* [Document segment]
◆ ◆ ◆ ◆

Sunday, July 02, 2006

Nation remembers murdered judges

By William Yaw Owusu.

Saturday, July1,2006.
A solemn Remembrance Day service was yesterday held in memory of the three High Court judges and a retired military officer who were murdered in the heat of the revolution in 1982.

The annual event was instituted by the Ghana Bar Association (GBA) to honour the late Justices Frederick Poku Sarkodie Addo, Cecilia Koranteng-Addow (Mrs.) and Kwadwo Agyei Agyapong as well as Major Retired Sam Acquah who were killed at the Bundase Military range in the Accra Plains in the curfew hours of June 30, 1982.

In his sermon titled “Forgiveness”, Rev. Dr. Paul Kofi Fynn, Chairman of the Christian Council and president of the Evangelical Lutheran Church of Ghana, said although the churches continued to preach forgiveness the same entities had failed to practice it.

He said, “we preach, eat and teach forgiveness but there is no forgiveness. Chritians think the church is a museum for saints but the reality is that it is supposed to be a hospital for sinners”.

◆ ◆ ◆ ◆

* [Information]
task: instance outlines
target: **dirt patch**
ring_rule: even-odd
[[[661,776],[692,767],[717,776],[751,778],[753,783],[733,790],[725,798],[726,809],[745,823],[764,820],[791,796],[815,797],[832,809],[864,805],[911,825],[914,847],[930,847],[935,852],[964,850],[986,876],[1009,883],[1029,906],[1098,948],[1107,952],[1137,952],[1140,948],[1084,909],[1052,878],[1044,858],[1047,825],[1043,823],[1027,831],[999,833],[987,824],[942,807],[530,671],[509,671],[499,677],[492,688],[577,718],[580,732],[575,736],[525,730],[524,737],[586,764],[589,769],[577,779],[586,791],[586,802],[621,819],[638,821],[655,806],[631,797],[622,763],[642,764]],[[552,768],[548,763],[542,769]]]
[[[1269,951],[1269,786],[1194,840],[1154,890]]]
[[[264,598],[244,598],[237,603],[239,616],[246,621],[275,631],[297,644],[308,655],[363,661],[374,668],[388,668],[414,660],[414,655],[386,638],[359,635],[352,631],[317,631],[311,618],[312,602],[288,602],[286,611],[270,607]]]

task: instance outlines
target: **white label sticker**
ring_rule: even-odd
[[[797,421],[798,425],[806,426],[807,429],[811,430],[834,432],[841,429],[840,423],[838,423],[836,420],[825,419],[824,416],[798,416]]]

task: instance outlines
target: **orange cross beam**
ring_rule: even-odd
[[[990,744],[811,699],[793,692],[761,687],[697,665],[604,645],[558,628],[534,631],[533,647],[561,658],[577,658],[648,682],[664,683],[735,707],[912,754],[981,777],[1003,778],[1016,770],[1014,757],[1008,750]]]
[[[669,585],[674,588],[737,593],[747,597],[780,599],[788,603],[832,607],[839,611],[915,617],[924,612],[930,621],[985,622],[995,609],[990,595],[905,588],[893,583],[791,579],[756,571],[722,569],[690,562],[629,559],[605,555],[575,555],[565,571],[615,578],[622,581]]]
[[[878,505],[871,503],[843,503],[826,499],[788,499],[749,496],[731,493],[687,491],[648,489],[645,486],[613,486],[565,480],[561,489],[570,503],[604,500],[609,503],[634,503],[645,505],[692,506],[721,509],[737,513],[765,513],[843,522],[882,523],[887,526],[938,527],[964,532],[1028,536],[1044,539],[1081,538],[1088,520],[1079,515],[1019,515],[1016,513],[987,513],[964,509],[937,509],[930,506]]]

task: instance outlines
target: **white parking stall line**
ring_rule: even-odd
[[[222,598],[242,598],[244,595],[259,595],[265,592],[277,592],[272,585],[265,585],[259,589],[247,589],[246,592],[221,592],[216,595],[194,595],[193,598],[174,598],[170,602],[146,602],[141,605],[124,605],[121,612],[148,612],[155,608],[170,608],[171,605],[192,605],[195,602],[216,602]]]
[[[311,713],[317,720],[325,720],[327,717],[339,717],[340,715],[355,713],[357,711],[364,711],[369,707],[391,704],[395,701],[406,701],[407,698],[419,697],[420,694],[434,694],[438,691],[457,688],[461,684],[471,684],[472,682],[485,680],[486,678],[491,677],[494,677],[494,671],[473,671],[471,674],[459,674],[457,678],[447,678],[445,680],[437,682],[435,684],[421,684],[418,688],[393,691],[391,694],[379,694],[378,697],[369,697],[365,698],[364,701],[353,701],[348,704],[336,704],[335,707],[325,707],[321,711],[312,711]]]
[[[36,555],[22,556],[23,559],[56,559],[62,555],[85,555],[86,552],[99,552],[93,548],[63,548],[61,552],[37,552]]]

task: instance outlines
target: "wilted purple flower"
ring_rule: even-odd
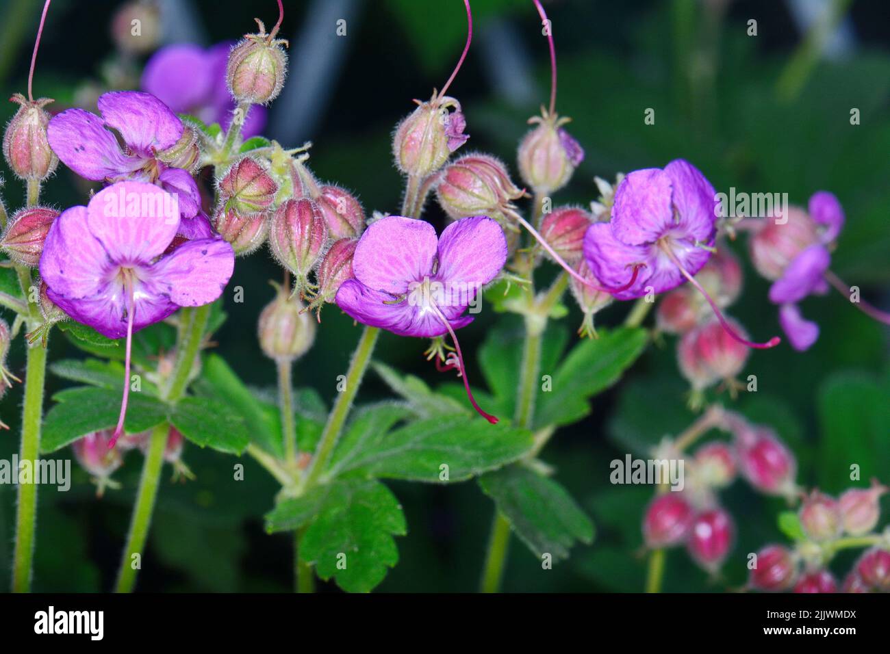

◆ ◆ ◆ ◆

* [What you need to do]
(A) According to the article on the murdered judges, which organization instituted the annual Remembrance Day event?
(B) Summarize the article on the murdered judges in two sentences.
(C) Pick up the article on the murdered judges after its final sentence and continue it.

* [Outputs for the tasks]
(A) The Ghana Bar Association (GBA) instituted it.

(B) A Remembrance Day service was held in memory of three High Court judges and a retired military officer who were killed at the Bundase Military range on June 30, 1982, in an annual event instituted by the Ghana Bar Association. In a sermon titled "Forgiveness," Rev. Dr. Paul Kofi Fynn said that the churches preach forgiveness but have failed to practice it.

(C)
Rev. Fynn said lack of forgiveness in the homes and the country at large had hampered the nation’s effort to develop rapidly saying, “it takes a man of God to forgive people”.

He noted that in quest to forgive one another offenders had taken advantage of forgiveness and had refused to repent to ensure total reconciliation.

“People were not bold to go to the National Reconciliation Commission to testify and reconcile but rather continue to heap blame on others but this cannot help”.

Mr. Solomon Kwami Tetteh, GBA president called on Ghanaians to “speak and stand by the truth and behave responsibly at all times”.

“We shall continue to celebrate the Martyrs Day lest we forget the need for vigilance against any utterance by any person or group of persons that may destabilize the democratic dispensation or undermine human rights in Ghana”.